(Point localization data)
__________

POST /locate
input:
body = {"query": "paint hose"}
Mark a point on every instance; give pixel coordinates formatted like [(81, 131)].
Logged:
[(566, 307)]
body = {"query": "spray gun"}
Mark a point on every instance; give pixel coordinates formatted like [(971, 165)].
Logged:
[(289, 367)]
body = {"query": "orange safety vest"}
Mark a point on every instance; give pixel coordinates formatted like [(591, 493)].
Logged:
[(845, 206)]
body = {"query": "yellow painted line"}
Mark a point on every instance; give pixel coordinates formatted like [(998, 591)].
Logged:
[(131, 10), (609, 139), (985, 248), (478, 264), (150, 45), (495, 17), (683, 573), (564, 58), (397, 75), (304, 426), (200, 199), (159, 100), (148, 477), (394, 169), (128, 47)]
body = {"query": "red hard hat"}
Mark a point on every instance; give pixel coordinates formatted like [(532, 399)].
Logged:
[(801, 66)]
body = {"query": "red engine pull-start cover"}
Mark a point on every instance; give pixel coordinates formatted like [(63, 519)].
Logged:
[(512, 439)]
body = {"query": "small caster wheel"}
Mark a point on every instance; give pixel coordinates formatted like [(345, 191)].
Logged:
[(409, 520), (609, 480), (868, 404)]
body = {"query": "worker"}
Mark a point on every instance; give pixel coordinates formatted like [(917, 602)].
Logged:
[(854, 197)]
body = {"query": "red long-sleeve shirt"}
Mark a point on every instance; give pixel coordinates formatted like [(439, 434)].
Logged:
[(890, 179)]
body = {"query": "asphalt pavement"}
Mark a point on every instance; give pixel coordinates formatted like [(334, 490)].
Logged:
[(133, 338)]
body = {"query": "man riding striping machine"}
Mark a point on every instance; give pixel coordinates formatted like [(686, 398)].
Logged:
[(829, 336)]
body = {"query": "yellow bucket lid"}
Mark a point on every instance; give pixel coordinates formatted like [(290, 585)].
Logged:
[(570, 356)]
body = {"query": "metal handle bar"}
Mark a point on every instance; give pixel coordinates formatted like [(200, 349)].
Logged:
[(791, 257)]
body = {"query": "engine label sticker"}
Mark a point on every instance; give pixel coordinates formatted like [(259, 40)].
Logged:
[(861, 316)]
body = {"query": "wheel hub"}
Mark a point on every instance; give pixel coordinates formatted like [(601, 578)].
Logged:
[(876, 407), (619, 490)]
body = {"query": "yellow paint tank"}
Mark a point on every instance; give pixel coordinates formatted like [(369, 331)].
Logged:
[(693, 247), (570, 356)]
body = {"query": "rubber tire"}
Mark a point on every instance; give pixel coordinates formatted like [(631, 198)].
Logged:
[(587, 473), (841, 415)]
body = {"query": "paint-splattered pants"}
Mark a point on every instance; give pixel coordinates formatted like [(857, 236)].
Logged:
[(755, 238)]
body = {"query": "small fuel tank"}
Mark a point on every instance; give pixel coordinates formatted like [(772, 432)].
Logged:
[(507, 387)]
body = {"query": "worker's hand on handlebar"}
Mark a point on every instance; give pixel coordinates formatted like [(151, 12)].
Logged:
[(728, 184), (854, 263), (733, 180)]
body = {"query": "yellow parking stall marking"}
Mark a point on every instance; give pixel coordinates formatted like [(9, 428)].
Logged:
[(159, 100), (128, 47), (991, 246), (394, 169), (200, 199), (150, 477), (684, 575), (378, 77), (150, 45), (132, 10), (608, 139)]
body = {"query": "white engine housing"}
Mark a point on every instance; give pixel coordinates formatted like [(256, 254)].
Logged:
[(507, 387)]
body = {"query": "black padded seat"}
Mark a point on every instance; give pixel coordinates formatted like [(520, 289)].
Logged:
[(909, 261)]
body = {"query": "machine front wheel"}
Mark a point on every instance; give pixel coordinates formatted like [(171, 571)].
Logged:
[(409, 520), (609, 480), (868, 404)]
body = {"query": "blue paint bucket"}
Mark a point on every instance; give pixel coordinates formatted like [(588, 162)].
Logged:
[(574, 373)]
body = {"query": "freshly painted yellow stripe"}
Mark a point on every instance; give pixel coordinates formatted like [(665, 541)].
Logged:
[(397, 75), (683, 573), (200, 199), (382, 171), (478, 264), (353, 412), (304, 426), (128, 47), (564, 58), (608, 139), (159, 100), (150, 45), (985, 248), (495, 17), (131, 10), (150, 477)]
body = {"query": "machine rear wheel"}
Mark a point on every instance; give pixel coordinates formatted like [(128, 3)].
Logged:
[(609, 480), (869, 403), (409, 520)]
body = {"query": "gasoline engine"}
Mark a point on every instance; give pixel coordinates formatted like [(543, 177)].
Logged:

__________

→ PROBLEM TO WORK ON
Only the lines above starting at the line that holds "like [(686, 398)]." and ending at the line that holds "like [(200, 349)]." are to be repeated, exactly and in full.

→ ANSWER
Mark a point on every instance; give pixel coordinates formatted like [(686, 398)].
Logged:
[(829, 336)]
body = {"query": "yellow bucket lid"}
Mark a point on every instance; give pixel coordinates formatted like [(290, 585)].
Logged:
[(570, 356)]
body = {"query": "metal handle bar"}
Mark a point on every instance; give pixel coordinates formatted like [(200, 349)].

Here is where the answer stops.